TASK BRIEF:
Copy out each line of the data that contains "statue".

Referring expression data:
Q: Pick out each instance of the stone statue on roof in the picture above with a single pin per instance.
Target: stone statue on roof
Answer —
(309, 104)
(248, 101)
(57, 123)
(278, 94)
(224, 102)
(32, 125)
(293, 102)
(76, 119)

REPLY:
Q: Pick out each instance of the stone statue on roof in the picture above with a single pin per instance.
Target: stone statue on roof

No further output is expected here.